## REQUISITOS DA TAREFA:
Reescreva as linhas que vão da que contém "Find the rocky" até o fim, inclusive, substituindo "vegetation on hill" por "vegetation on slope" e mantendo todo o resto inalterado.

[Itens armazenados de uma coleção]
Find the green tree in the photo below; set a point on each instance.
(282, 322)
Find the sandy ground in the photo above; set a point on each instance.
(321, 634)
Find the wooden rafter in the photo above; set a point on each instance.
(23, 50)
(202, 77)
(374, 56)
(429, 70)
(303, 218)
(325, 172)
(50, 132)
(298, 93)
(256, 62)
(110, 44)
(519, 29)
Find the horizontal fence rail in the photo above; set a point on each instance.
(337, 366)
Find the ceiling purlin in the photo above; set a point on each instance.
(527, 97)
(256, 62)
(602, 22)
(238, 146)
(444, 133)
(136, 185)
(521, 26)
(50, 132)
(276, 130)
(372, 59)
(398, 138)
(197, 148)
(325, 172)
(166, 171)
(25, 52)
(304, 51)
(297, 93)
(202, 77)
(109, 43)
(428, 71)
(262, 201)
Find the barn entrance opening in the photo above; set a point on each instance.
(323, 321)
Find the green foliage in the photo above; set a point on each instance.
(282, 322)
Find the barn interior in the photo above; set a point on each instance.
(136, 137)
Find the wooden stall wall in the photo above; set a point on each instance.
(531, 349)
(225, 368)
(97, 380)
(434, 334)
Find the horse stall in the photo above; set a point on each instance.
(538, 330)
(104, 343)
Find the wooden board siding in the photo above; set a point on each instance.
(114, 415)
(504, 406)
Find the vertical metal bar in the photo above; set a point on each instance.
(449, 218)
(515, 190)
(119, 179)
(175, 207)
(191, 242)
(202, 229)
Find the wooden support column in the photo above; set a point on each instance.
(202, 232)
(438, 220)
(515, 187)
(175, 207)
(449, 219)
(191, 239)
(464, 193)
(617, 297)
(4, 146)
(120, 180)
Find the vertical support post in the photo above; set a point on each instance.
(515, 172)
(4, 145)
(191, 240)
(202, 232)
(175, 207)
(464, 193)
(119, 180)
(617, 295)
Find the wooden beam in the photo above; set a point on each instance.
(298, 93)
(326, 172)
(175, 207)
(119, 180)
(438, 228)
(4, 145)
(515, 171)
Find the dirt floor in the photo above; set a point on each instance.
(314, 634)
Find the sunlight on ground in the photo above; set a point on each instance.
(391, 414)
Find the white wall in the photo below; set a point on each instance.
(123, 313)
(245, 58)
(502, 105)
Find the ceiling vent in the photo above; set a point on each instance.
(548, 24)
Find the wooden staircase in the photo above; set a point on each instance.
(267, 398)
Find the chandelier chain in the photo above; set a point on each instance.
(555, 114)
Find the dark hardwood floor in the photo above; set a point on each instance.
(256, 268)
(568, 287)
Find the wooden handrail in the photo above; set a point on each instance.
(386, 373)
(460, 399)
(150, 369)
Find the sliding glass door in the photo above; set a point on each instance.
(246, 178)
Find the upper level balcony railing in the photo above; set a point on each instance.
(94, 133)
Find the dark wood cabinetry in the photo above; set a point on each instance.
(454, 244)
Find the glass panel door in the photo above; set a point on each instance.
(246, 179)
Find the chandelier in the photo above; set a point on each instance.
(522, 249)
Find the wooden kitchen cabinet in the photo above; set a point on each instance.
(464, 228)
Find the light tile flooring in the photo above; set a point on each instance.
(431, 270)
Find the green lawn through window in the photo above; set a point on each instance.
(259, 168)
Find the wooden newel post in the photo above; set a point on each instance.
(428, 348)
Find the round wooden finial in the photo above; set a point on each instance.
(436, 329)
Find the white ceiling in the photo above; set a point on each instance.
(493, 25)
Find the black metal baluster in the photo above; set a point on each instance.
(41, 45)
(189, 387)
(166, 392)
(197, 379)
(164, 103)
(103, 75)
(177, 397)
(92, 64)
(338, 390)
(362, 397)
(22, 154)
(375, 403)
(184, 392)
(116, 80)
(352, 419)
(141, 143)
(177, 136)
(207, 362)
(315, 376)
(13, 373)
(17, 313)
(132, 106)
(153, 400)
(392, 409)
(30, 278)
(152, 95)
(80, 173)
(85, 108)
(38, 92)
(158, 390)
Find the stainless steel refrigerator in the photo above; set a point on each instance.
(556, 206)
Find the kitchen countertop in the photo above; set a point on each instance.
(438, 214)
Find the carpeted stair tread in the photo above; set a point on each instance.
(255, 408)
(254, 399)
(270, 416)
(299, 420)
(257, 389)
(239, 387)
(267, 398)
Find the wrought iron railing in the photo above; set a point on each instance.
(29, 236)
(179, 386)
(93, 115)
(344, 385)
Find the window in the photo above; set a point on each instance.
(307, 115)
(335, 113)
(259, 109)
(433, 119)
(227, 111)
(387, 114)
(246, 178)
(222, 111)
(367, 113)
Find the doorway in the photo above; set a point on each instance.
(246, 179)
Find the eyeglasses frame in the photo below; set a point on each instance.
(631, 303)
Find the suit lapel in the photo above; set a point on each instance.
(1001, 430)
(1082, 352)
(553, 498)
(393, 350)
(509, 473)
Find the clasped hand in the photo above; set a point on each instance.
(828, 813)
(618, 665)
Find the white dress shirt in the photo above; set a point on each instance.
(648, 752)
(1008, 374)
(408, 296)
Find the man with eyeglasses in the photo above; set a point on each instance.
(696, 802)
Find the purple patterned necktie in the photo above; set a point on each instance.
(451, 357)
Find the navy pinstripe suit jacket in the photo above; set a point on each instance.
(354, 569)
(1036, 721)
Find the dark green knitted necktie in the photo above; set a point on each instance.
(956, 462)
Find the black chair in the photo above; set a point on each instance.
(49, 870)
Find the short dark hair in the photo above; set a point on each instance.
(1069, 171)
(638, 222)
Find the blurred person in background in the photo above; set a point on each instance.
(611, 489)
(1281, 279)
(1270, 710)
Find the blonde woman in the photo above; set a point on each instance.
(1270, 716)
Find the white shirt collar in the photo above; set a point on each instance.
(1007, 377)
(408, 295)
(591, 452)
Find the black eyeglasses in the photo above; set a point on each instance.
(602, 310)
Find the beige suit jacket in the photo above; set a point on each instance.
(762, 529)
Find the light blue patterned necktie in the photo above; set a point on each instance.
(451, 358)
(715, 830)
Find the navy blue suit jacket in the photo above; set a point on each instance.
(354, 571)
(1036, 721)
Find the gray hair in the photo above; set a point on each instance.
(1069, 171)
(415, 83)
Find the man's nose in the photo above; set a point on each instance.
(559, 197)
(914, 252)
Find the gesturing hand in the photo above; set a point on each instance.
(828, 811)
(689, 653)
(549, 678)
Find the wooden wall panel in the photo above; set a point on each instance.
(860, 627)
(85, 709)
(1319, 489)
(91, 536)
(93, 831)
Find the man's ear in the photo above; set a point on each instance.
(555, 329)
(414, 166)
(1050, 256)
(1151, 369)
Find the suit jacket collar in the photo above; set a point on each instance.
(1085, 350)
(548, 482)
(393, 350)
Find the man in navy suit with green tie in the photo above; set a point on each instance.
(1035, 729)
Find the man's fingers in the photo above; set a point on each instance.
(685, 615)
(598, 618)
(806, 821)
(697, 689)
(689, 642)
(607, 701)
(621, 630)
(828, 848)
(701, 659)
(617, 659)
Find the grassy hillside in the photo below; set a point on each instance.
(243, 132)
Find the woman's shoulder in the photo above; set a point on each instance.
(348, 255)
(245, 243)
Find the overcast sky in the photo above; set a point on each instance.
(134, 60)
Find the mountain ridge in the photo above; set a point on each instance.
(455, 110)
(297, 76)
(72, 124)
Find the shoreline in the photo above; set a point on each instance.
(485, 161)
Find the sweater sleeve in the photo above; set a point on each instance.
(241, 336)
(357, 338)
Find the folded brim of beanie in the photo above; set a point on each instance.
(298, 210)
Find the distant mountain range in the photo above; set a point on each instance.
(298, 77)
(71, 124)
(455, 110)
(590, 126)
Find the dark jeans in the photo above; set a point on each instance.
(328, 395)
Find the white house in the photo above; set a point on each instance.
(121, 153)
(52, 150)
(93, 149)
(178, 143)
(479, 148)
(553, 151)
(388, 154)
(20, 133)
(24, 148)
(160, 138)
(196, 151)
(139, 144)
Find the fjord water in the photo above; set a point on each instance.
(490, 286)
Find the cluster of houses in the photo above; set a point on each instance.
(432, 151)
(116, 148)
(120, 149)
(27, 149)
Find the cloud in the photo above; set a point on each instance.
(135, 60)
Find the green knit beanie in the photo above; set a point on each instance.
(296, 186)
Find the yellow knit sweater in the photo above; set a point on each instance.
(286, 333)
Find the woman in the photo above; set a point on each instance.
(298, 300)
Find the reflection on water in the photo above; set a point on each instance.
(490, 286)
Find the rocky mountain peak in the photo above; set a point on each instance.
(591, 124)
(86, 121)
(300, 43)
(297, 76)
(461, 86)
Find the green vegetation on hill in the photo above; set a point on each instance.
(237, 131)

## RESPOSTA DO EXERCÍCIO:
Find the rocky mountain peak in the photo above; set a point on each instance.
(591, 124)
(86, 121)
(300, 43)
(297, 76)
(461, 86)
Find the green vegetation on slope in the photo above; set a point on each instance.
(237, 131)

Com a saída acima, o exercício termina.